> **Point localization data**
=== Section Start ===
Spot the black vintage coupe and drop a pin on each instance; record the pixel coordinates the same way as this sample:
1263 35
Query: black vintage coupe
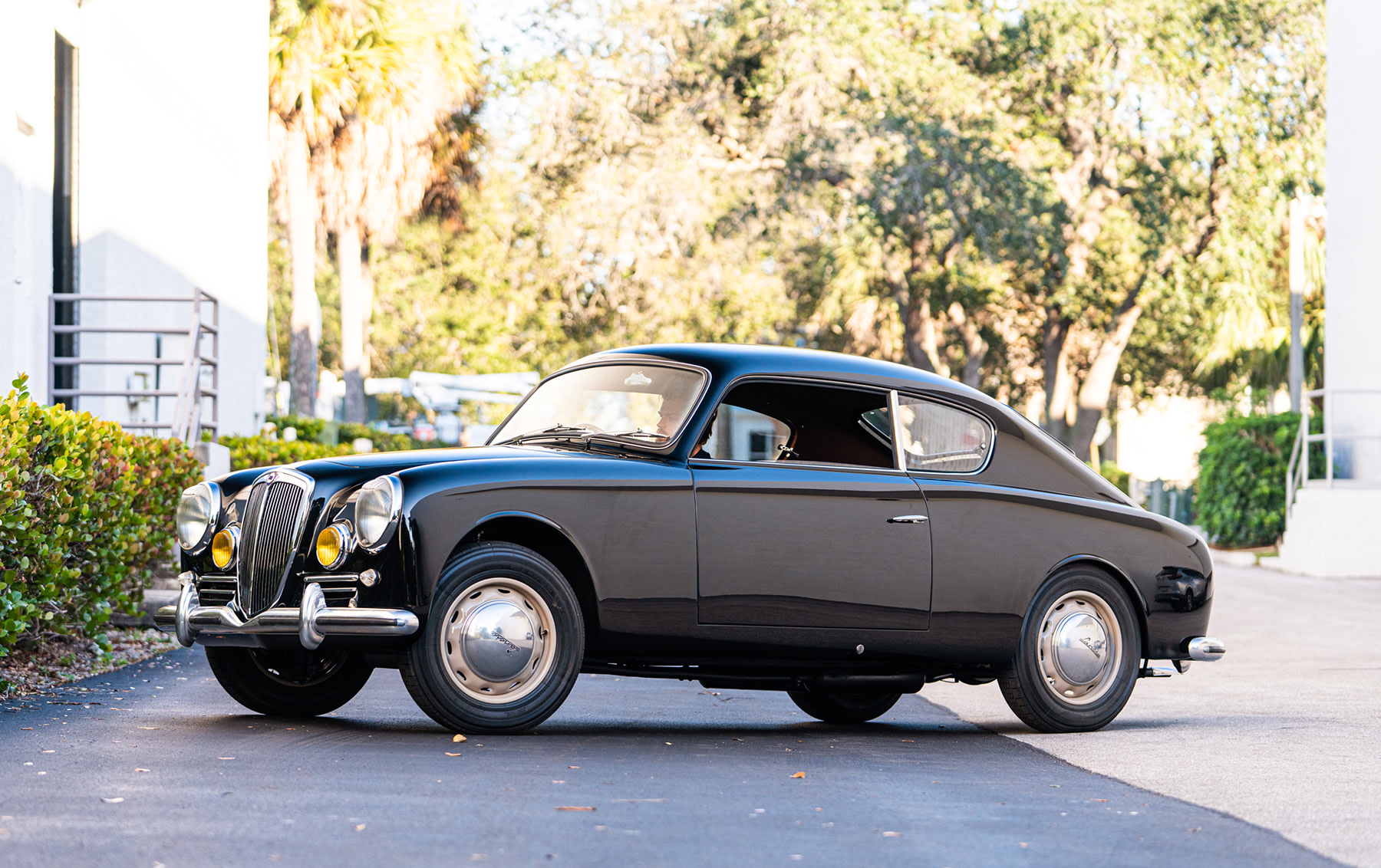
752 518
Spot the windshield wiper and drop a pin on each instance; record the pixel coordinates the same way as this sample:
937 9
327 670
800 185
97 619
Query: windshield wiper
634 434
555 431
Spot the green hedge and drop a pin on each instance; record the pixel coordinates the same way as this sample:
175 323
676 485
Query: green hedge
86 511
1242 478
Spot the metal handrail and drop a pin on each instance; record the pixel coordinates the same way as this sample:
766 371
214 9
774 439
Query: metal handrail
191 393
1297 474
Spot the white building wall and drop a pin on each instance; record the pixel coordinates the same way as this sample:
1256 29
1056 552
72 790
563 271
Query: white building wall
170 186
27 133
1333 530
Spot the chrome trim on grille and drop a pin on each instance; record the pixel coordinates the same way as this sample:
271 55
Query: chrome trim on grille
275 518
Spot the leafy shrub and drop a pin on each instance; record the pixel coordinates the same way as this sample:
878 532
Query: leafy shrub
260 452
1242 478
86 511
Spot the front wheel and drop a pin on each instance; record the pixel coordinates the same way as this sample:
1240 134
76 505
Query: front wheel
293 683
1076 664
842 707
503 643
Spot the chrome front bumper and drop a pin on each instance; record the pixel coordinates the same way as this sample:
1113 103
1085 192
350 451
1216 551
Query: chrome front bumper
312 623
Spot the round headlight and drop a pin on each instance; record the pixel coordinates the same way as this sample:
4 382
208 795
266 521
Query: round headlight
376 509
224 547
196 515
335 544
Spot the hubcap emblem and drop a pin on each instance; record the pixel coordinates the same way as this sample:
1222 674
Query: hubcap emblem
1079 646
497 640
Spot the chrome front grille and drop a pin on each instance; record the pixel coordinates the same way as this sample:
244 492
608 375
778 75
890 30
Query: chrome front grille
216 590
272 528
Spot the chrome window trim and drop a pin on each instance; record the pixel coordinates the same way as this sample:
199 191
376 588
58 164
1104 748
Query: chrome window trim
992 434
661 450
836 384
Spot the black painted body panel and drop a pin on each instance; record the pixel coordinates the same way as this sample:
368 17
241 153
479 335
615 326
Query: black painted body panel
794 564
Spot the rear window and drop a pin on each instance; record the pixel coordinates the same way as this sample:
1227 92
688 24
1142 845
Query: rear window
938 438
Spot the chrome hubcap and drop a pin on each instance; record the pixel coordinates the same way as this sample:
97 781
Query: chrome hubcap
1080 647
499 640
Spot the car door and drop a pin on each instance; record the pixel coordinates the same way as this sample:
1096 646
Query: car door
803 515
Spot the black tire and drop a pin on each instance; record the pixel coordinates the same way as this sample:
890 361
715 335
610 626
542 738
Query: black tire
839 707
293 683
437 663
1033 682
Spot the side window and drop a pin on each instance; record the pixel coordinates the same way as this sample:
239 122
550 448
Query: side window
803 422
938 438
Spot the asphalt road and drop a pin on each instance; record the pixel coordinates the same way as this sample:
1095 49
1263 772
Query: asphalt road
157 766
1284 732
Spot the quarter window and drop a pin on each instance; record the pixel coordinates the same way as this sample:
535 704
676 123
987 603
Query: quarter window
937 438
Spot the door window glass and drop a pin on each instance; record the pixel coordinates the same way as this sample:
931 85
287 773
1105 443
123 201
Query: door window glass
804 422
937 438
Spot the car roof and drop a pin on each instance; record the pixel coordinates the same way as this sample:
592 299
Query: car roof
730 360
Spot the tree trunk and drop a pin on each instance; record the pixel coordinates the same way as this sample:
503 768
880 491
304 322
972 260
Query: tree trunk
302 238
352 317
1098 386
974 345
1060 381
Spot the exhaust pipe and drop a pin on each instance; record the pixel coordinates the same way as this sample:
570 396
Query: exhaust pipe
1206 649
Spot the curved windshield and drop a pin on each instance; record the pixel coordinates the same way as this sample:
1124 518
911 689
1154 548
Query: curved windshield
644 403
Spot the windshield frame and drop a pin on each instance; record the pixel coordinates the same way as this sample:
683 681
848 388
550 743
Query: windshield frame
706 377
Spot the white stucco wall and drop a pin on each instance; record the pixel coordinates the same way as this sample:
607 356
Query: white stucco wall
1353 352
27 182
170 184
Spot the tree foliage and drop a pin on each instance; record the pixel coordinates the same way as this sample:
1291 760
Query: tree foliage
1043 199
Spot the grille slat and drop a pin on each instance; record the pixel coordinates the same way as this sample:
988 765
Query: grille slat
271 531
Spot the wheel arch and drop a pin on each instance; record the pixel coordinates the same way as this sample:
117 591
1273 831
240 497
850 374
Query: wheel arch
1118 576
549 540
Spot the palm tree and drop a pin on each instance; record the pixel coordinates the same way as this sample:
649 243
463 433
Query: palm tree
308 94
357 91
410 64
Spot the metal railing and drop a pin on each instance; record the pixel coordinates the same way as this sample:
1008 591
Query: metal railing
193 393
1297 474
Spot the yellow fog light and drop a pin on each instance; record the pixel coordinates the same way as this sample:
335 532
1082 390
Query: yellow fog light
335 544
224 547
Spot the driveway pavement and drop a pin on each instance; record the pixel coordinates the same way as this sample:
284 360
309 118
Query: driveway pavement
1284 732
157 766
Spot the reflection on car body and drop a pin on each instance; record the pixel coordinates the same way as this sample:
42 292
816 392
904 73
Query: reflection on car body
842 529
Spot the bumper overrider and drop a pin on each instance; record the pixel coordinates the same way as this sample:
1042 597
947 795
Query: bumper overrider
312 621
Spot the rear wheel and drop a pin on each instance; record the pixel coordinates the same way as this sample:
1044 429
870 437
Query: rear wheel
503 643
840 707
1076 666
296 683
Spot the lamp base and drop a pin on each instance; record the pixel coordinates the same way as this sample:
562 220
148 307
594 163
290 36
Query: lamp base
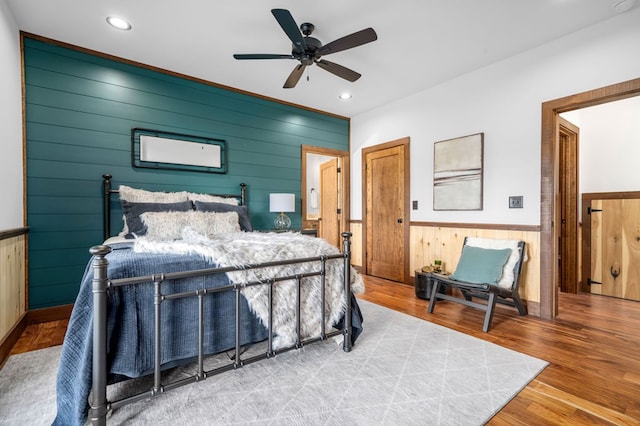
282 221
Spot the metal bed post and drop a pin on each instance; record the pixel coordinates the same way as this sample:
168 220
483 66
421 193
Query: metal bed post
98 400
346 244
106 197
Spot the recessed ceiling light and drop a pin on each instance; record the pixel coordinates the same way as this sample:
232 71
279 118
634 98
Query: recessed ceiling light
621 6
118 23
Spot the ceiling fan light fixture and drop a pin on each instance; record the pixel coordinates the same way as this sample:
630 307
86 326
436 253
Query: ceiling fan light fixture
118 23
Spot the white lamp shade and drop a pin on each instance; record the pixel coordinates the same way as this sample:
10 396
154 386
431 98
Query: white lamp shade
282 203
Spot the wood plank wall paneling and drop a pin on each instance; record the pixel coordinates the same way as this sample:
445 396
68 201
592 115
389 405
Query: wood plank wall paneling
428 243
80 109
12 282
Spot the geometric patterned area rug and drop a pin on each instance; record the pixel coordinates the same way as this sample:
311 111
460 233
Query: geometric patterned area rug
401 371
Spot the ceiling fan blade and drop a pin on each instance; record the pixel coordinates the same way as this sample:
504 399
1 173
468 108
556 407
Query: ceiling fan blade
347 42
293 78
288 24
261 56
339 70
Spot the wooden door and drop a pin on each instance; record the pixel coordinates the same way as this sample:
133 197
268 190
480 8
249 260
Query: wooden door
615 248
386 183
329 220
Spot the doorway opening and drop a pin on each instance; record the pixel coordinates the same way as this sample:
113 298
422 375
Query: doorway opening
325 192
550 205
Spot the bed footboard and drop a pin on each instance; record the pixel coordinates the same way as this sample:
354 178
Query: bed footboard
100 406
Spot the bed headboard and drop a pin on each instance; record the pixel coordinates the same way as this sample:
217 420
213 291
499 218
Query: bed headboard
108 192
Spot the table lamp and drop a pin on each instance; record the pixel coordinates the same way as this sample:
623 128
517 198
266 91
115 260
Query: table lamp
283 203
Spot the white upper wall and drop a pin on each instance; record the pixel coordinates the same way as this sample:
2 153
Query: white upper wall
11 186
609 146
504 102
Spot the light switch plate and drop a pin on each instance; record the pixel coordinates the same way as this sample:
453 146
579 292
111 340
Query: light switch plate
515 202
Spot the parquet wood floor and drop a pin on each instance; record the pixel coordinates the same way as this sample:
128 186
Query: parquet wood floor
593 350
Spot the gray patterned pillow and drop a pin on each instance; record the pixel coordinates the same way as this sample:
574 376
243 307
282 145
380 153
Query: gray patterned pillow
169 225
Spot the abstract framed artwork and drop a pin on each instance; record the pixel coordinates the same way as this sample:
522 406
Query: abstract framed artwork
458 173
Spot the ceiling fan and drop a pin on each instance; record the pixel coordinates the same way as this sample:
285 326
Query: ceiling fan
309 50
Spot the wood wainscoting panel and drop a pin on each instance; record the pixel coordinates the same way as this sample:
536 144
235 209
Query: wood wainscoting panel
429 243
12 282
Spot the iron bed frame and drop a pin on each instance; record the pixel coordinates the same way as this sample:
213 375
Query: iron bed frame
99 406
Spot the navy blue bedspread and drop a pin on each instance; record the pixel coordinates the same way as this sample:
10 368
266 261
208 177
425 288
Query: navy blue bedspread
130 346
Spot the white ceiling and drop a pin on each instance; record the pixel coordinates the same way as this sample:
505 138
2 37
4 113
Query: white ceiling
421 43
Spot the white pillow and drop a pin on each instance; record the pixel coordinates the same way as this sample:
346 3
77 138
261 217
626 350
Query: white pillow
207 198
506 281
169 225
135 195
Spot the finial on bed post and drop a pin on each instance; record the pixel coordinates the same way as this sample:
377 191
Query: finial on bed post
98 400
106 196
346 244
243 194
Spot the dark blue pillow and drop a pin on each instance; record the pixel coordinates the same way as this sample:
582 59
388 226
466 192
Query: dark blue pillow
480 266
132 212
243 213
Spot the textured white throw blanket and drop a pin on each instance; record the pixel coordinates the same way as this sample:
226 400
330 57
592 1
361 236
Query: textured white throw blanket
243 248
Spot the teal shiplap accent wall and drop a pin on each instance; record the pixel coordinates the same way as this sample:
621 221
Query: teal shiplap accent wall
80 109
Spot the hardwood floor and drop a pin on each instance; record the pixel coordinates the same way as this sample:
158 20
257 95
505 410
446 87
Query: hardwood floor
593 350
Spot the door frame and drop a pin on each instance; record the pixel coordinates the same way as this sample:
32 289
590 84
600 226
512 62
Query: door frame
549 180
569 166
406 219
345 174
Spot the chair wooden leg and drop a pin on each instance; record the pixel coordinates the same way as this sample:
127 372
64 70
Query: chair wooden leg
522 310
434 297
488 317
=== Section End ===
> **EXERCISE INSTRUCTIONS**
Every line from the one with "Spot the chair" through the last line of the records above should be returned exactly, please, and no others.

> **SOLUTION TO THIS EXERCISE**
Spot the chair wooden leg and drop a pin on each instance; record the pixel coordinates the same way as this sample:
127 372
64 70
Query: chair wooden leg
522 310
434 297
488 317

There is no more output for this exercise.